AUFGABEN —
[1] Erkläre anhand des Textauszugs über FACES OF EUROPE, wodurch Carsten Sander ein Bild für Toleranz und ein friedliches Miteinander zeichnet.
[2] Prüfe, ob die folgenden Aussagen mit dem Textauszug über FACES OF EUROPE übereinstimmen. Antworte jeweils mit Ja oder Nein und zitiere die entscheidenden Worte des Textes genau.
(a) Die Gesichter Europas werden sowohl als Gemeinschaft als auch jede porträtierte Person einzeln gezeigt.
(b) FACES OF EUROPE ist das erste Mal, dass Carsten Sander so etwas gelingt.
(c) Die Person, die den Text verfasst hat, hat selbst zu dem Projekt beigetragen.
[3] Schreibe aus dem Textauszug über FACES OF EUROPE den Abschnitt zwischen „Die 1000 Gesichter“ und „unterstützen zu können.“ ab, beide Stellen eingeschlossen.

Momentausnahmen für die Ewigkeit


Die 1000 Gesichter Europas präsentieren sich als starke und bunte Gemeinschaft in ihrer Gesamtheit, sowie jeden Porträtierten für sich, ganz unaufgesetzt, unmittelbar und persönlich. Mit FACES OF EUROPE gelingt es Carsten Sander erneut auf eindrucksvolle Weise, Menschen aller Ethnien und Schichten auf einen gemeinsamem Nenner zu bringen. So zeichnet er ein eindrucksvolles Bild für Toleranz sowie ein gemeinschaftliches, friedliches Miteinander und schafft dabei Momentaufnahmen für die Ewigkeit. Ich bin stolz, einen Beitrag zu diesem bewegenden Projekt geleistet zu haben und so den europäischen Gedanken unterstützen zu können.

DATENZEILEN —
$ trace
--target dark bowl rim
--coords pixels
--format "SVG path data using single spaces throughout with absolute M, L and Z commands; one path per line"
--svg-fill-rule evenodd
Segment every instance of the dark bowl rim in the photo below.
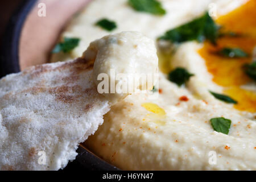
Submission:
M 1 44 L 0 78 L 8 74 L 20 71 L 19 46 L 20 35 L 26 19 L 37 0 L 23 0 L 11 15 L 3 34 Z M 75 160 L 87 170 L 120 170 L 79 145 Z

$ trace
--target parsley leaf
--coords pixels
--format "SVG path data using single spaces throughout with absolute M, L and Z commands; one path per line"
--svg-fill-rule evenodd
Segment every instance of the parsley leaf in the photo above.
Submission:
M 169 80 L 180 86 L 192 76 L 194 75 L 189 73 L 185 69 L 177 68 L 169 73 Z
M 220 27 L 207 12 L 203 16 L 187 24 L 167 31 L 158 39 L 168 40 L 174 43 L 191 40 L 202 42 L 207 39 L 216 44 Z
M 220 51 L 219 53 L 222 56 L 229 57 L 245 57 L 248 54 L 239 48 L 225 47 Z
M 157 88 L 156 88 L 155 86 L 154 86 L 153 88 L 152 89 L 152 90 L 151 90 L 151 91 L 152 91 L 153 92 L 158 92 L 158 89 Z
M 129 0 L 128 3 L 138 11 L 163 15 L 166 13 L 161 3 L 156 0 Z
M 244 65 L 244 67 L 246 75 L 256 81 L 256 62 L 253 62 L 250 64 L 246 64 Z
M 237 101 L 235 101 L 234 100 L 232 99 L 231 97 L 226 96 L 226 95 L 222 95 L 220 94 L 212 91 L 209 91 L 212 95 L 213 95 L 216 98 L 224 101 L 226 103 L 232 103 L 232 104 L 237 104 Z
M 213 129 L 217 132 L 220 132 L 228 135 L 231 125 L 231 120 L 221 118 L 212 118 L 210 123 Z
M 95 24 L 109 31 L 111 31 L 117 27 L 115 22 L 109 20 L 106 18 L 100 19 Z
M 64 53 L 69 52 L 77 47 L 80 39 L 79 38 L 64 38 L 64 42 L 56 45 L 52 51 L 52 53 L 58 53 L 63 51 Z

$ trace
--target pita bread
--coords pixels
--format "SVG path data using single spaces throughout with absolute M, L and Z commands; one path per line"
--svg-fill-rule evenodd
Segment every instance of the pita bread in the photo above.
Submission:
M 0 169 L 57 170 L 75 159 L 78 144 L 110 109 L 97 92 L 93 67 L 79 58 L 0 80 Z

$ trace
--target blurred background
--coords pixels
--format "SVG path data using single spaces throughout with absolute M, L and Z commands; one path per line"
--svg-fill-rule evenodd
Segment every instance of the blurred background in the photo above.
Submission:
M 0 41 L 6 27 L 7 23 L 18 5 L 24 0 L 2 1 L 0 6 Z

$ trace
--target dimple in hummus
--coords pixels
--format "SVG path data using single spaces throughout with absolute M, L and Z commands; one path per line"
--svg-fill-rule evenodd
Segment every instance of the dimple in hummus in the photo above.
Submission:
M 54 55 L 52 60 L 80 56 L 90 42 L 109 34 L 95 26 L 103 18 L 117 23 L 112 32 L 141 32 L 159 46 L 159 36 L 199 17 L 214 3 L 215 21 L 222 27 L 224 34 L 215 45 L 206 40 L 186 41 L 174 48 L 168 44 L 164 48 L 158 46 L 160 72 L 159 85 L 152 92 L 158 92 L 158 98 L 152 100 L 148 93 L 127 96 L 112 107 L 104 115 L 104 124 L 83 144 L 125 170 L 256 170 L 256 86 L 243 69 L 253 60 L 255 1 L 162 0 L 159 2 L 166 14 L 161 16 L 136 11 L 127 2 L 91 2 L 63 35 L 80 38 L 79 46 L 69 53 Z M 243 17 L 246 18 L 237 20 Z M 125 34 L 120 38 L 128 38 Z M 147 55 L 154 55 L 150 42 L 139 53 L 148 51 Z M 99 46 L 100 42 L 93 44 Z M 105 67 L 104 56 L 108 54 L 102 55 L 96 61 L 101 63 L 99 67 L 94 65 L 95 73 L 111 67 L 118 72 L 123 72 L 118 69 L 121 68 L 125 72 L 126 68 L 129 71 L 130 61 L 135 63 L 129 59 L 125 62 L 125 57 L 110 51 L 109 44 L 101 46 L 113 59 Z M 118 50 L 124 48 L 117 46 Z M 85 52 L 84 56 L 90 55 Z M 155 70 L 150 64 L 151 60 L 156 63 L 155 57 L 139 57 L 135 59 L 145 70 Z M 119 60 L 123 64 L 119 65 Z M 170 73 L 179 68 L 187 76 L 181 86 L 174 82 L 174 73 Z M 216 118 L 221 121 L 218 125 Z

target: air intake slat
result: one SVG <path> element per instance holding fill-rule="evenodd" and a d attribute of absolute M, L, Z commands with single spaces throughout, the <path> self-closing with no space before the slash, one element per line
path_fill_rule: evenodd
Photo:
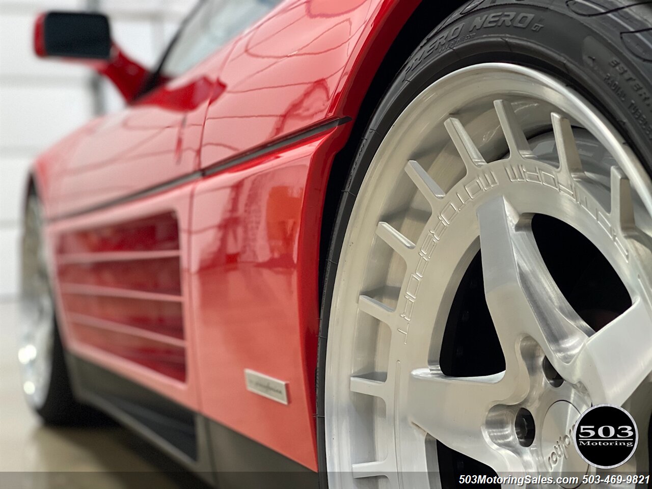
<path fill-rule="evenodd" d="M 141 299 L 147 301 L 181 302 L 183 300 L 183 298 L 181 295 L 175 295 L 173 294 L 143 292 L 141 290 L 117 289 L 114 287 L 98 287 L 96 286 L 84 285 L 83 284 L 61 284 L 61 291 L 64 293 L 76 294 L 78 295 L 107 295 L 113 297 Z"/>

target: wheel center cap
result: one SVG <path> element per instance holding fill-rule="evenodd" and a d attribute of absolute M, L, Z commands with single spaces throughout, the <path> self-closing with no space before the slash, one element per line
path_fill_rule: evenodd
<path fill-rule="evenodd" d="M 557 401 L 548 408 L 541 430 L 541 451 L 545 470 L 556 474 L 567 472 L 584 473 L 588 464 L 573 444 L 573 429 L 580 411 L 567 401 Z M 574 486 L 562 487 L 572 488 Z"/>

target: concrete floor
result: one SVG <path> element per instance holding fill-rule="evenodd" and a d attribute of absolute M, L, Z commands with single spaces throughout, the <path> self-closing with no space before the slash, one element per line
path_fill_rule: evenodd
<path fill-rule="evenodd" d="M 22 395 L 18 308 L 0 302 L 0 489 L 205 487 L 121 426 L 43 426 Z"/>

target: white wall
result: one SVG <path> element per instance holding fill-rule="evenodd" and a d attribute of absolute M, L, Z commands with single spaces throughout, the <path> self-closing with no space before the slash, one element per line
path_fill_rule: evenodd
<path fill-rule="evenodd" d="M 48 10 L 96 9 L 111 18 L 116 42 L 150 67 L 196 0 L 0 0 L 0 300 L 18 292 L 21 203 L 30 163 L 82 125 L 98 108 L 123 106 L 110 82 L 98 89 L 88 69 L 39 59 L 34 19 Z"/>

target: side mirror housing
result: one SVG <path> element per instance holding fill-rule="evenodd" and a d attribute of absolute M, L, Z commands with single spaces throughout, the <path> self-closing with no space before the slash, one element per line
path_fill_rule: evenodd
<path fill-rule="evenodd" d="M 149 74 L 113 42 L 108 18 L 102 14 L 41 14 L 34 27 L 34 51 L 40 57 L 59 57 L 93 68 L 111 80 L 127 102 L 140 94 Z"/>
<path fill-rule="evenodd" d="M 108 60 L 111 44 L 109 20 L 102 14 L 49 12 L 37 20 L 34 49 L 39 56 Z"/>

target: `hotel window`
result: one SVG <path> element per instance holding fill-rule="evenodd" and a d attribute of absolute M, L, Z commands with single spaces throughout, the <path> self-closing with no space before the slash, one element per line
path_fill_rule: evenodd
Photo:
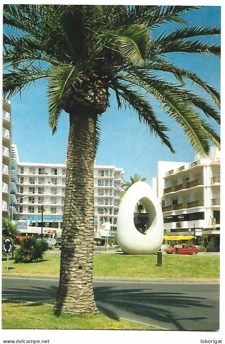
<path fill-rule="evenodd" d="M 56 207 L 50 207 L 50 213 L 51 214 L 55 214 L 56 213 Z"/>
<path fill-rule="evenodd" d="M 104 185 L 104 180 L 103 179 L 98 179 L 98 186 L 103 186 Z"/>
<path fill-rule="evenodd" d="M 42 194 L 45 193 L 45 188 L 40 186 L 38 187 L 38 193 Z"/>
<path fill-rule="evenodd" d="M 34 178 L 34 177 L 29 177 L 29 184 L 34 184 L 35 181 L 35 179 Z"/>
<path fill-rule="evenodd" d="M 35 167 L 29 167 L 29 173 L 30 174 L 35 174 Z"/>
<path fill-rule="evenodd" d="M 57 174 L 57 169 L 51 169 L 51 174 Z"/>
<path fill-rule="evenodd" d="M 51 187 L 51 195 L 56 195 L 57 193 L 57 187 Z"/>
<path fill-rule="evenodd" d="M 39 167 L 38 169 L 38 174 L 45 174 L 44 168 Z"/>

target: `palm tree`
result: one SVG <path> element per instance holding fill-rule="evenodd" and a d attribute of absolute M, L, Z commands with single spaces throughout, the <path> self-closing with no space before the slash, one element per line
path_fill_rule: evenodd
<path fill-rule="evenodd" d="M 22 93 L 32 83 L 48 81 L 49 123 L 54 133 L 64 110 L 69 115 L 66 194 L 59 288 L 55 303 L 69 313 L 96 310 L 92 286 L 93 168 L 98 123 L 116 95 L 140 122 L 174 152 L 169 128 L 149 102 L 150 95 L 183 129 L 192 147 L 209 151 L 220 139 L 206 119 L 219 122 L 220 96 L 194 73 L 167 57 L 173 52 L 212 54 L 220 47 L 201 37 L 218 35 L 218 28 L 188 26 L 181 19 L 190 6 L 12 5 L 4 6 L 3 93 Z M 170 22 L 180 26 L 157 34 Z M 196 38 L 197 37 L 197 38 Z M 157 76 L 164 72 L 165 79 Z M 176 83 L 166 81 L 172 73 Z M 186 88 L 199 85 L 215 104 Z"/>
<path fill-rule="evenodd" d="M 122 187 L 124 188 L 124 190 L 121 191 L 120 194 L 120 197 L 121 198 L 123 198 L 124 195 L 125 195 L 126 192 L 127 191 L 129 188 L 131 186 L 131 185 L 133 184 L 134 184 L 135 183 L 136 183 L 137 182 L 141 181 L 141 182 L 145 182 L 146 180 L 146 178 L 145 177 L 143 177 L 142 178 L 141 178 L 141 176 L 140 174 L 139 175 L 137 173 L 134 173 L 134 174 L 133 177 L 132 177 L 131 175 L 130 176 L 130 182 L 126 182 L 125 181 L 124 181 L 124 182 L 123 183 L 121 186 Z"/>

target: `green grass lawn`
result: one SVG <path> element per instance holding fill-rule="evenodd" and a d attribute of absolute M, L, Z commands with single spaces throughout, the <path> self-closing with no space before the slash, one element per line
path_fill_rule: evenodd
<path fill-rule="evenodd" d="M 114 319 L 99 312 L 96 314 L 54 314 L 49 305 L 35 305 L 9 300 L 2 304 L 3 329 L 159 330 L 123 319 Z"/>
<path fill-rule="evenodd" d="M 57 275 L 60 256 L 46 254 L 42 261 L 15 264 L 10 259 L 3 273 Z M 206 255 L 163 255 L 161 267 L 156 266 L 156 255 L 129 256 L 101 253 L 94 255 L 94 276 L 137 278 L 219 278 L 220 257 Z"/>

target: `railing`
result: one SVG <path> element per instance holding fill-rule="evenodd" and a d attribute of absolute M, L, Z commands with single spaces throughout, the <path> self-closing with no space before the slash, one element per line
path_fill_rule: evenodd
<path fill-rule="evenodd" d="M 191 182 L 188 182 L 187 183 L 187 189 L 195 186 L 197 185 L 203 185 L 203 179 L 195 179 Z"/>
<path fill-rule="evenodd" d="M 193 201 L 191 202 L 188 202 L 187 208 L 194 208 L 195 207 L 202 207 L 204 205 L 204 201 L 202 200 L 198 200 L 197 201 Z"/>
<path fill-rule="evenodd" d="M 4 110 L 2 110 L 2 117 L 4 117 L 4 118 L 6 118 L 7 119 L 10 120 L 10 114 L 9 112 L 7 112 L 7 111 L 5 111 Z"/>
<path fill-rule="evenodd" d="M 5 128 L 2 128 L 2 135 L 3 136 L 5 136 L 5 137 L 7 137 L 8 138 L 10 139 L 10 133 L 8 130 L 7 129 L 5 129 Z"/>
<path fill-rule="evenodd" d="M 3 183 L 2 184 L 2 191 L 3 192 L 9 192 L 9 186 L 5 183 Z"/>
<path fill-rule="evenodd" d="M 163 193 L 168 193 L 169 192 L 171 192 L 172 191 L 174 191 L 174 190 L 173 190 L 172 186 L 169 186 L 169 187 L 166 187 L 166 189 L 164 189 L 163 190 Z"/>
<path fill-rule="evenodd" d="M 3 173 L 7 173 L 9 174 L 9 166 L 7 165 L 2 164 L 2 172 Z"/>
<path fill-rule="evenodd" d="M 213 198 L 211 201 L 212 205 L 220 205 L 220 198 Z"/>
<path fill-rule="evenodd" d="M 9 156 L 9 148 L 8 148 L 7 147 L 5 147 L 4 146 L 2 146 L 2 154 L 4 154 L 4 155 L 7 155 L 8 157 Z"/>
<path fill-rule="evenodd" d="M 211 184 L 215 184 L 220 183 L 220 177 L 212 177 L 211 178 Z"/>

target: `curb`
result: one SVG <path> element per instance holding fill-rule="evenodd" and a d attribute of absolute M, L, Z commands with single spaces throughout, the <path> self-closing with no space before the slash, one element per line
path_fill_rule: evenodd
<path fill-rule="evenodd" d="M 23 278 L 24 279 L 52 279 L 58 280 L 59 276 L 50 275 L 23 275 L 21 273 L 2 273 L 3 277 L 11 278 Z M 204 278 L 202 279 L 197 278 L 123 278 L 120 277 L 94 277 L 93 282 L 124 282 L 125 283 L 178 283 L 181 284 L 219 284 L 218 278 Z"/>

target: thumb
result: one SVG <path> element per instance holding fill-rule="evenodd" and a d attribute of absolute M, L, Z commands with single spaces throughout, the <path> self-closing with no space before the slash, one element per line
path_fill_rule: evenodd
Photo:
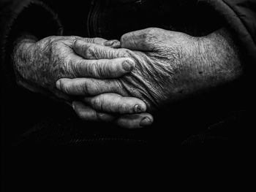
<path fill-rule="evenodd" d="M 134 50 L 152 51 L 156 33 L 154 28 L 146 28 L 124 34 L 121 37 L 121 47 Z"/>

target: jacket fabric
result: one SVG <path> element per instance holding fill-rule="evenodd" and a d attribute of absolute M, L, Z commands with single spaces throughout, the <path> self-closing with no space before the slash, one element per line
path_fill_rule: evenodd
<path fill-rule="evenodd" d="M 4 131 L 11 137 L 11 139 L 8 137 L 8 141 L 17 142 L 15 137 L 18 136 L 18 141 L 22 143 L 84 145 L 91 142 L 115 143 L 121 141 L 126 144 L 145 144 L 152 135 L 154 139 L 159 139 L 158 141 L 165 141 L 165 139 L 166 141 L 170 140 L 168 137 L 165 138 L 165 130 L 171 125 L 176 125 L 176 128 L 172 129 L 173 134 L 185 132 L 179 137 L 178 142 L 181 142 L 196 133 L 193 133 L 192 129 L 205 131 L 209 122 L 227 118 L 228 115 L 226 111 L 230 109 L 230 106 L 231 108 L 233 107 L 232 104 L 225 104 L 224 107 L 228 110 L 219 112 L 219 110 L 214 104 L 209 106 L 208 100 L 206 99 L 202 101 L 201 98 L 190 103 L 184 101 L 185 104 L 181 105 L 177 104 L 172 107 L 176 110 L 176 112 L 159 115 L 160 120 L 155 123 L 155 126 L 160 127 L 157 128 L 161 130 L 157 133 L 154 128 L 137 132 L 120 131 L 114 126 L 104 123 L 97 124 L 99 128 L 95 128 L 95 124 L 80 121 L 68 107 L 17 86 L 10 55 L 15 40 L 23 32 L 29 32 L 38 39 L 50 35 L 118 39 L 126 32 L 146 27 L 159 27 L 200 36 L 225 26 L 230 28 L 242 51 L 245 68 L 250 69 L 256 63 L 255 0 L 94 0 L 72 2 L 1 0 L 0 7 L 1 95 L 2 101 L 4 101 L 1 107 L 1 123 Z M 217 93 L 214 96 L 220 100 L 225 98 L 224 100 L 227 101 L 230 93 L 227 94 L 226 92 Z M 198 110 L 197 115 L 207 117 L 203 123 L 198 119 L 195 120 L 195 116 L 190 117 L 193 112 L 188 109 L 197 108 L 199 104 L 203 112 Z M 203 107 L 205 104 L 207 104 L 207 107 Z M 208 108 L 214 112 L 217 110 L 219 115 L 217 118 L 213 118 L 210 114 L 207 115 L 204 110 L 209 111 Z M 239 108 L 239 106 L 235 110 L 244 110 L 243 107 Z M 170 119 L 171 115 L 178 118 L 170 123 L 166 119 Z M 182 122 L 184 118 L 187 118 L 190 122 Z M 159 122 L 165 124 L 162 125 Z M 84 126 L 87 128 L 86 131 Z M 110 127 L 108 131 L 106 126 Z M 173 140 L 177 141 L 175 137 L 173 137 Z"/>

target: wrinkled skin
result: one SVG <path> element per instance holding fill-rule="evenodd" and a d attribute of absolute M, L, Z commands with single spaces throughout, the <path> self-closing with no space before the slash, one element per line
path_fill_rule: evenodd
<path fill-rule="evenodd" d="M 65 78 L 58 82 L 64 93 L 86 96 L 86 104 L 105 112 L 113 112 L 114 105 L 104 107 L 102 102 L 113 101 L 104 93 L 138 98 L 151 111 L 166 102 L 232 81 L 242 72 L 237 48 L 225 29 L 207 37 L 193 37 L 147 28 L 124 34 L 120 49 L 80 40 L 73 47 L 86 59 L 130 58 L 136 64 L 131 73 L 118 78 Z"/>
<path fill-rule="evenodd" d="M 73 42 L 80 39 L 86 42 L 104 45 L 101 38 L 88 39 L 79 37 L 49 37 L 36 42 L 23 39 L 16 45 L 13 61 L 18 84 L 35 92 L 50 92 L 59 96 L 56 81 L 61 77 L 92 77 L 110 78 L 129 72 L 134 67 L 127 59 L 116 61 L 86 61 L 75 54 Z M 109 43 L 109 42 L 108 42 Z"/>
<path fill-rule="evenodd" d="M 58 79 L 118 77 L 130 72 L 135 66 L 132 60 L 128 58 L 86 60 L 73 50 L 73 42 L 76 39 L 80 39 L 84 43 L 94 43 L 111 47 L 120 46 L 120 42 L 117 40 L 107 41 L 101 38 L 49 37 L 37 41 L 33 37 L 23 37 L 17 41 L 12 55 L 18 83 L 34 92 L 65 99 L 68 101 L 67 103 L 71 105 L 69 102 L 72 101 L 72 98 L 56 88 L 56 81 Z M 110 121 L 114 118 L 120 126 L 128 125 L 129 127 L 148 126 L 153 122 L 153 117 L 150 114 L 143 113 L 146 106 L 141 100 L 132 97 L 123 98 L 113 93 L 107 93 L 105 96 L 110 97 L 112 102 L 103 101 L 104 107 L 110 109 L 114 103 L 116 107 L 111 108 L 112 112 L 133 115 L 113 117 L 105 112 L 96 112 L 89 106 L 76 107 L 80 104 L 77 101 L 73 102 L 73 108 L 80 117 L 86 115 L 87 120 Z M 86 109 L 86 111 L 84 109 Z M 137 125 L 132 126 L 135 123 Z"/>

LÖSUNGEN —
[1] Er bringt mit FACES OF EUROPE Menschen aller Ethnien und Schichten auf einen gemeinsamen Nenner. So entsteht das Bild für Toleranz und ein gemeinschaftliches, friedliches Miteinander.

[2]
(a) Ja: „präsentieren sich als starke und bunte Gemeinschaft in ihrer Gesamtheit, sowie jeden Porträtierten für sich“
(b) Nein: „Mit FACES OF EUROPE gelingt es Carsten Sander erneut auf eindrucksvolle Weise“
(c) Ja: „Ich bin stolz, einen Beitrag zu diesem bewegenden Projekt geleistet zu haben“

[3]
Die 1000 Gesichter Europas präsentieren sich als starke und bunte Gemeinschaft in ihrer Gesamtheit, sowie jeden Porträtierten für sich, ganz unaufgesetzt, unmittelbar und persönlich. Mit FACES OF EUROPE gelingt es Carsten Sander erneut auf eindrucksvolle Weise, Menschen aller Ethnien und Schichten auf einen gemeinsamem Nenner zu bringen. So zeichnet er ein eindrucksvolles Bild für Toleranz sowie ein gemeinschaftliches, friedliches Miteinander und schafft dabei Momentaufnahmen für die Ewigkeit. Ich bin stolz, einen Beitrag zu diesem bewegenden Projekt geleistet zu haben und so den europäischen Gedanken unterstützen zu können.